* **THE PROBLEM**
Word for word, copy out every line of the records, omitting each picture.

··· TASK MATERIAL

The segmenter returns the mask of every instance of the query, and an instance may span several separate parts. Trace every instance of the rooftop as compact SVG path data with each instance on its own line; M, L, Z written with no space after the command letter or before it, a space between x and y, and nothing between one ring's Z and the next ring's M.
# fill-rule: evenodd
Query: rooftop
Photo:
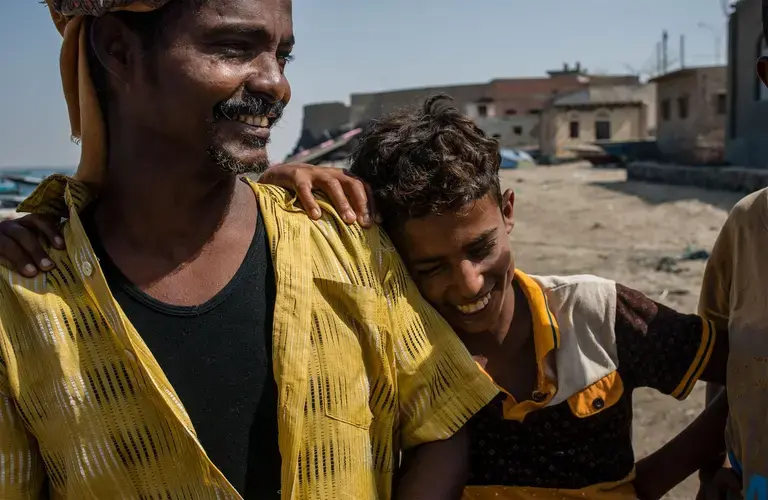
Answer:
M577 90L554 101L556 107L587 106L600 104L640 104L643 85L595 86Z
M675 80L677 78L685 78L687 76L691 76L696 73L712 72L712 71L724 72L725 66L692 66L689 68L682 68L676 71L671 71L669 73L664 73L663 75L659 75L656 78L652 78L650 81L655 83L668 82L670 80Z

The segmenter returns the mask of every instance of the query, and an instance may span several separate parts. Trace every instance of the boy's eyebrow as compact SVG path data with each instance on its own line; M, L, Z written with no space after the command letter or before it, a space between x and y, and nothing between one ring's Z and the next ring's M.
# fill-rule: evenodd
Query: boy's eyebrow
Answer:
M485 245L490 242L494 237L496 236L496 228L488 229L487 231L483 232L479 236L475 237L472 241L464 245L464 250L471 249L476 246ZM414 265L424 265L424 264L437 264L438 262L441 262L444 260L444 257L427 257L424 259L418 259L413 262Z
M491 228L491 229L488 229L487 231L482 233L480 236L478 236L477 238L473 239L472 241L470 241L469 243L464 245L464 248L465 249L466 248L472 248L472 247L476 247L476 246L481 245L481 244L489 243L490 240L492 240L494 238L494 236L496 236L496 228L495 227Z

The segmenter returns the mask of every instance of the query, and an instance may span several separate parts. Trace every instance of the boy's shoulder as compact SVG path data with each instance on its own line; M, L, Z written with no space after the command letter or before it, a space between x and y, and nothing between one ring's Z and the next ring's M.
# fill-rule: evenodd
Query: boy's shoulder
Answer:
M547 299L547 305L556 315L576 312L612 314L616 307L616 282L591 274L571 276L530 275ZM606 318L607 319L607 318Z

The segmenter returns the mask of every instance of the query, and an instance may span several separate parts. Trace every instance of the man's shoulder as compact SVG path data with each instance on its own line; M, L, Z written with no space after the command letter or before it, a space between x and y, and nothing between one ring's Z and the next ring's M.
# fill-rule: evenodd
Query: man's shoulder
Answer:
M342 281L351 279L353 284L360 281L359 284L373 285L371 279L380 282L386 269L391 267L397 253L381 227L373 225L364 228L357 223L347 224L328 198L319 193L315 194L315 198L322 214L318 220L312 220L290 191L262 184L256 189L260 196L265 197L262 207L274 209L274 216L265 216L274 221L278 232L287 234L289 227L307 228L312 259L322 263L314 266L316 274L328 274L316 277Z

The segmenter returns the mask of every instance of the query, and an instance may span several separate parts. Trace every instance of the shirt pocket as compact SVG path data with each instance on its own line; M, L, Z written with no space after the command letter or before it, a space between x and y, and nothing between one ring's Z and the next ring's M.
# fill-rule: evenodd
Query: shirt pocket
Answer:
M571 413L587 418L611 408L624 394L624 382L618 371L613 371L594 384L568 398Z
M328 418L369 429L372 387L391 380L381 347L382 297L350 283L315 279L315 285L312 346L320 380L310 396Z

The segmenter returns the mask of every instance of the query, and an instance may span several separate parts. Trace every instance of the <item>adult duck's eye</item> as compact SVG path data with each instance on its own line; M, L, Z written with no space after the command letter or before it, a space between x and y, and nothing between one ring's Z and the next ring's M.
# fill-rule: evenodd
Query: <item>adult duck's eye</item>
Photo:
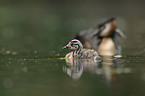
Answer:
M100 27L100 30L103 30L105 28L105 26Z

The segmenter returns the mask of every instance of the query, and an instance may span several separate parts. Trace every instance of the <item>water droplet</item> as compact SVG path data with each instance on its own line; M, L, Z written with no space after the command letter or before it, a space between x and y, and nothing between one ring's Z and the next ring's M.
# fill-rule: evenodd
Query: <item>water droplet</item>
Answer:
M37 54L37 53L38 53L37 50L35 50L35 51L34 51L34 54Z
M12 55L17 55L17 52L16 51L12 52Z
M23 72L27 72L28 71L28 68L27 67L23 67Z
M5 88L12 88L13 87L13 81L9 78L4 79L3 86Z
M56 56L60 56L60 54L56 54Z
M24 65L24 63L22 62L21 65Z
M11 51L10 51L10 50L7 50L7 51L6 51L6 54L10 54L10 53L11 53Z

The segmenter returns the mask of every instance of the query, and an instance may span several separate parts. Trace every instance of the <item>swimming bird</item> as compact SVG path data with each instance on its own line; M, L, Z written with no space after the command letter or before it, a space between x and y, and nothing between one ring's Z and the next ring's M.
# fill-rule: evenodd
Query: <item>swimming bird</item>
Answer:
M100 58L95 50L84 49L82 43L77 39L71 40L63 49L72 50L72 52L66 54L65 58Z
M113 56L121 54L118 37L125 37L115 22L115 18L103 19L95 28L79 32L75 39L82 42L84 48L93 48L100 55Z

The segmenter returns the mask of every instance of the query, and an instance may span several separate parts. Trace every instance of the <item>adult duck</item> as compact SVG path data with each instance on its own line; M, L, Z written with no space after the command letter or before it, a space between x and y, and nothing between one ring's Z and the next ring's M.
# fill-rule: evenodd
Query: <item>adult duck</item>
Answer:
M81 31L75 38L82 42L84 48L96 49L102 56L121 54L118 37L125 35L117 28L114 20L114 17L103 19L97 27Z

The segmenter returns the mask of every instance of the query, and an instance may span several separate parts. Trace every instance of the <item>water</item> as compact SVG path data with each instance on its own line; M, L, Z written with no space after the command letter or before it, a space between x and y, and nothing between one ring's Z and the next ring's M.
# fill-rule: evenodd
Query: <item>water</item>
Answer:
M6 55L0 60L0 93L1 96L144 96L144 58L123 56L94 62Z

······

* **THE ANSWER**
The segmenter returns the mask of every instance of the query, and an instance may span several separate parts. Trace every instance of the rooftop as compact SVG path data with each instance on its own line; M, L, Z written with no space after the command letter or before it, a space between x and y, and nothing between one ring's Z and the next ring's M.
# fill-rule: evenodd
Query: rooftop
Photo:
Answer:
M577 90L554 101L556 107L587 106L600 104L640 104L643 85L595 86Z
M675 80L677 78L685 78L687 76L691 76L696 73L712 72L712 71L724 72L725 66L692 66L689 68L682 68L676 71L671 71L669 73L664 73L663 75L659 75L656 78L652 78L650 81L655 83L668 82L670 80Z

The segmenter returns the mask of every instance of the query, and an instance may span several separate parts. Trace every instance of the boy's eyebrow as compact SVG path data with each instance on its own line; M, L, Z written with no space after the command letter or before it, a space between x and y, and nothing between one ring's Z and the next ring's M.
# fill-rule: evenodd
Query: boy's eyebrow
Answer:
M485 245L490 242L494 237L496 236L496 228L488 229L487 231L483 232L479 236L475 237L472 241L464 245L464 250L471 249L476 246ZM414 265L424 265L424 264L437 264L438 262L441 262L444 260L444 257L427 257L424 259L418 259L413 262Z
M491 228L491 229L488 229L487 231L482 233L480 236L478 236L477 238L473 239L472 241L470 241L469 243L464 245L464 248L465 249L466 248L472 248L472 247L476 247L476 246L481 245L481 244L489 243L490 240L492 240L494 238L494 236L496 236L496 228L495 227Z

The segmenter returns the mask of every instance of the query, and an instance may span several separate parts. Trace every instance of the boy's shoulder as compact SVG path data with each instance on its own line; M, L, Z written with no space after the command letter or before it, a space between x and y, and nothing between one ring's Z and the next ring's M.
# fill-rule: evenodd
Query: boy's shoulder
Answer:
M547 299L547 305L556 315L576 312L612 314L616 307L616 282L591 274L571 276L530 275ZM606 318L607 319L607 318Z

The segmenter returns the mask of every instance of the query, and an instance may span several separate parts. Trace every instance of the man's shoulder as compact SVG path data with each instance on its own line; M, L, Z written with no space after the command letter or before it, a space between x and y, and nothing between one ring's Z and the next ring's M.
# fill-rule: evenodd
Query: man's shoulder
Answer:
M342 281L351 279L353 284L360 281L359 284L373 285L371 279L380 282L386 269L391 267L397 253L381 227L373 225L364 228L357 223L347 224L328 198L319 193L315 194L315 198L322 214L318 220L312 220L290 191L262 184L256 189L260 196L265 197L262 207L274 209L274 216L265 216L274 221L278 232L287 234L289 227L307 228L312 259L322 263L314 266L316 274L328 274L316 277Z

The segmenter returns the mask of every instance of the query, and an instance may span several separate parts. Trace every instance of the shirt pocket as compact SVG path data with each instance on its own line; M, L, Z written with no space after the command letter or before it, a space between x and y, and nothing between one ring's Z and the next ring's M.
# fill-rule: evenodd
Query: shirt pocket
Answer:
M571 413L587 418L611 408L624 394L624 382L618 371L613 371L594 384L568 398Z
M328 418L369 429L372 387L391 380L381 347L382 297L350 283L315 279L315 285L312 346L320 380L310 396Z

The segmenter returns the mask of every instance of the query, and an instance may span several separate parts. Trace every instance of the <item>adult duck's eye</item> as compact SVG path data with each instance on its own line; M, L, Z written with no space after the command letter or before it, a space between x and y, and nothing between one ring's Z and the next ring's M.
# fill-rule: evenodd
Query: <item>adult duck's eye</item>
Photo:
Answer:
M100 27L100 30L103 30L105 28L105 26Z

The segmenter returns the mask of every instance of the query, and an instance may span several separate parts. Trace every instance of the <item>water droplet</item> as compact SVG path data with each instance on its own line; M, L, Z written with no space after the command letter or before it, a space between x and y, and nothing between one ring's Z and the next ring's M.
# fill-rule: evenodd
Query: <item>water droplet</item>
Answer:
M37 54L37 53L38 53L37 50L35 50L35 51L34 51L34 54Z
M12 55L17 55L17 52L16 51L12 52Z
M23 72L27 72L28 71L28 68L27 67L23 67Z
M5 88L12 88L13 87L13 81L9 78L4 79L3 86Z
M56 56L60 56L60 54L56 54Z
M24 65L24 63L22 62L21 65Z
M11 51L10 51L10 50L7 50L7 51L6 51L6 54L10 54L10 53L11 53Z

The segmenter returns the mask of every instance of the query, and an instance may span several separate parts. Trace every instance of the <item>swimming bird</item> as compact SVG path data with each instance on its own line; M, L, Z written with no space after the command letter or before it, a space between x and y, and nothing between one ring's Z and the next ring's M.
# fill-rule: evenodd
Query: <item>swimming bird</item>
Answer:
M100 58L95 50L84 49L82 43L77 39L71 40L63 49L72 50L72 52L66 54L65 58Z
M113 56L121 54L118 37L125 37L115 22L115 18L103 19L95 28L79 32L75 39L82 42L84 48L93 48L100 55Z

The segmenter returns the mask of every instance of the query, and an instance may span several separate parts. Trace every instance of the <item>adult duck</item> as compact SVG path data with each instance on its own line; M, L, Z written with no space after the command letter or before it, a space between x and y, and nothing between one ring's Z and the next ring's M.
# fill-rule: evenodd
Query: <item>adult duck</item>
Answer:
M81 31L75 38L82 42L84 48L96 49L102 56L121 54L118 37L125 35L117 28L114 20L114 17L103 19L97 27Z

The segmenter returns the mask of every instance of the query, and an instance may span several separate parts. Trace every instance of the <item>water</item> as compact SVG path data with each instance on its own line; M, L, Z written with no space after the command letter or before it, a space between x and y, and nothing between one ring's Z and the next ring's M.
# fill-rule: evenodd
Query: <item>water</item>
Answer:
M6 55L0 60L0 93L1 96L144 96L144 58L123 56L94 62Z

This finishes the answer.